-------- Exercise input --------
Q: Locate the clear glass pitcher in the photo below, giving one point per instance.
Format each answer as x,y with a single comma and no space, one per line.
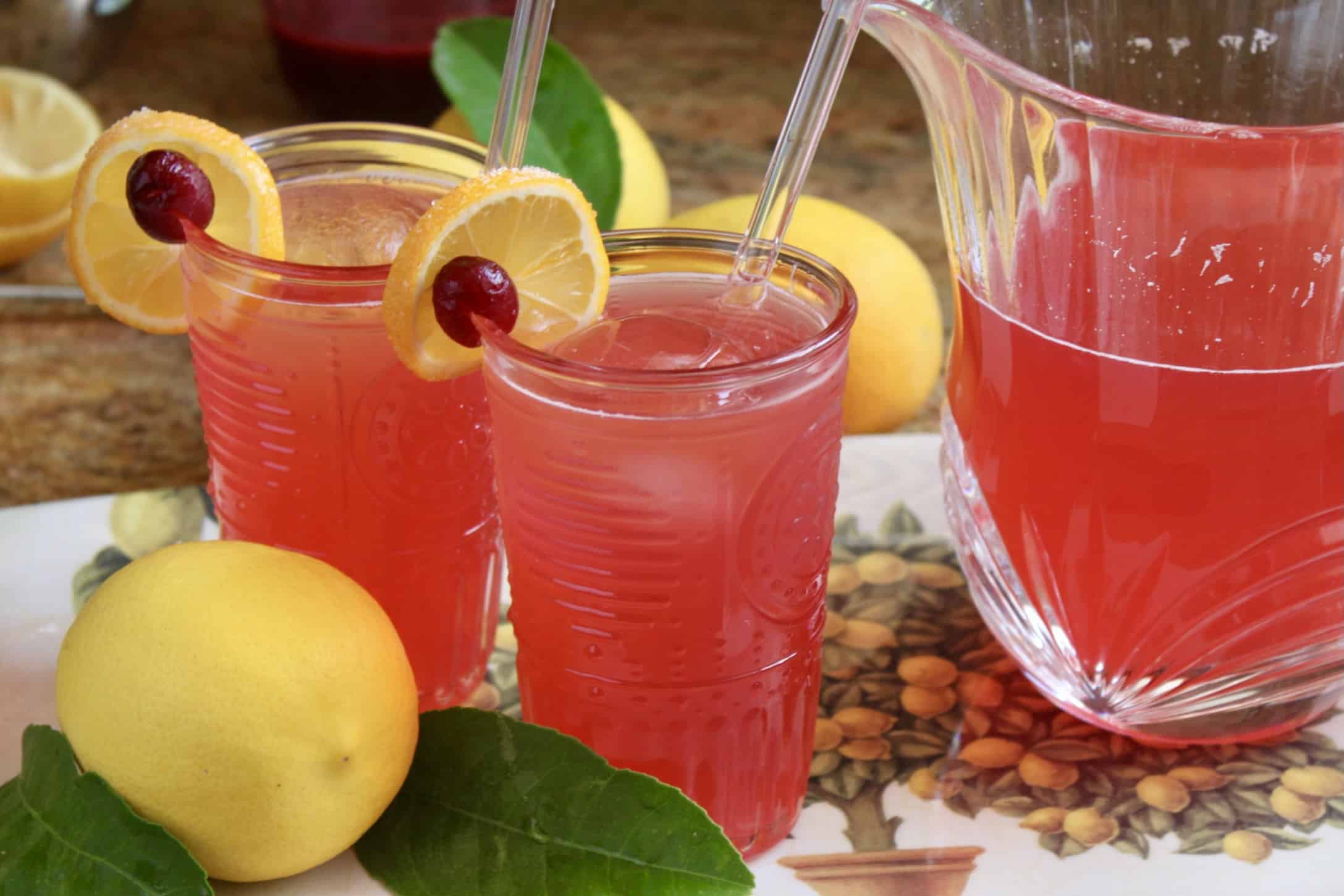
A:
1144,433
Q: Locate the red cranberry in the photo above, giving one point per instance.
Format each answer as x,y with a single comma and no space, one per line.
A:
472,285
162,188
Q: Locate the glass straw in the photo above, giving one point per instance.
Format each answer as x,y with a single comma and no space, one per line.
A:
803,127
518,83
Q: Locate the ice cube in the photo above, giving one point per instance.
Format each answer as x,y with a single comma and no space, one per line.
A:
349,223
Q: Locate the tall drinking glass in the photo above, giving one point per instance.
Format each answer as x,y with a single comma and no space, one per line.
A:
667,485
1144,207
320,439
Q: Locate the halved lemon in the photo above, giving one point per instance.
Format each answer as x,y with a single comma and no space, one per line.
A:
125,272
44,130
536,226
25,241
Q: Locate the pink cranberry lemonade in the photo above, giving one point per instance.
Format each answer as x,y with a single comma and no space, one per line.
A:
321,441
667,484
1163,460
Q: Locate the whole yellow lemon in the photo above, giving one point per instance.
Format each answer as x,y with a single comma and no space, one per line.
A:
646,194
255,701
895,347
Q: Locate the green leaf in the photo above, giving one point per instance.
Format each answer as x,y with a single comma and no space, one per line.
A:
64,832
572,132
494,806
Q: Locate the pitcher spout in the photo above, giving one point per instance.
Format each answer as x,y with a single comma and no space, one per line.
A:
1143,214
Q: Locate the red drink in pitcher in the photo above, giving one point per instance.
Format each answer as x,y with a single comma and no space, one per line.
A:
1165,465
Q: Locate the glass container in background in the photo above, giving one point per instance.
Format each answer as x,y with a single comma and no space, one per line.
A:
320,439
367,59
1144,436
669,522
--------
● What the task asks: Restate the entire listing word for word, excluding pictures.

● Exercise result:
Q: Locate the clear glass pitcher in the photo below, giving one point per instance.
Format each answer as x,y with a single comma and no space, one per line.
A:
1144,433
Q: Locate the red cranberry in the photo above, giving one point per instance.
Format each answer as x,y with a single comma and no space, one per line.
A:
472,285
162,188
Q: Locate the glass straw in the photo above, giving one point per instance.
Format each answer as x,y with a single comma and no space, one per line.
A:
803,127
518,83
Q: Locate the ice cube in the photo above, giving one point per instance.
Format each answer as x,y with a single comma and no space, one per line.
A:
349,223
Q: Locate the tall drinking glass in the photo above, giving one point per instance.
Format each answer as x,y with a single comma and no space, one per line.
A:
667,485
1144,207
320,439
Q: Locate the halved lemon in the photo above, giving one point per instance.
Format each answer as x,y with a single comma and no space, one per line.
A:
125,272
44,130
536,226
25,241
Q: Locate the pink cranberry lemonade in the photo above, giving one point per instance.
Format each answer as x,y with a single comma and no space, one per line.
A:
321,441
667,484
1163,460
Q: Locate the whole yellow lemon in the photo above, giving one point per instance.
Format each answer as x,y with a single comma and no space, one per line.
A:
646,194
255,701
895,347
Q: Locate the green leaf in the photo above, giving one point per instance.
Format each answer as x,y with a single comma and no space, one per line.
A:
64,832
572,132
494,806
Q: Locate the pitcher spout in the photo above, giving one point per instance.
Format each answer as x,y with a single comma and no space, one per line.
A:
1143,214
Q: Locate the red drink in pitcher in the photo above, giving one point per instance.
Format each answer as x,y with a single comma and no space, one per line.
A:
1165,465
Q: Locate the glass container in background in the photo above, giving one point per instance.
Format each answer as x,y with a single comma and no space, one per line.
A:
320,439
367,59
1144,436
669,522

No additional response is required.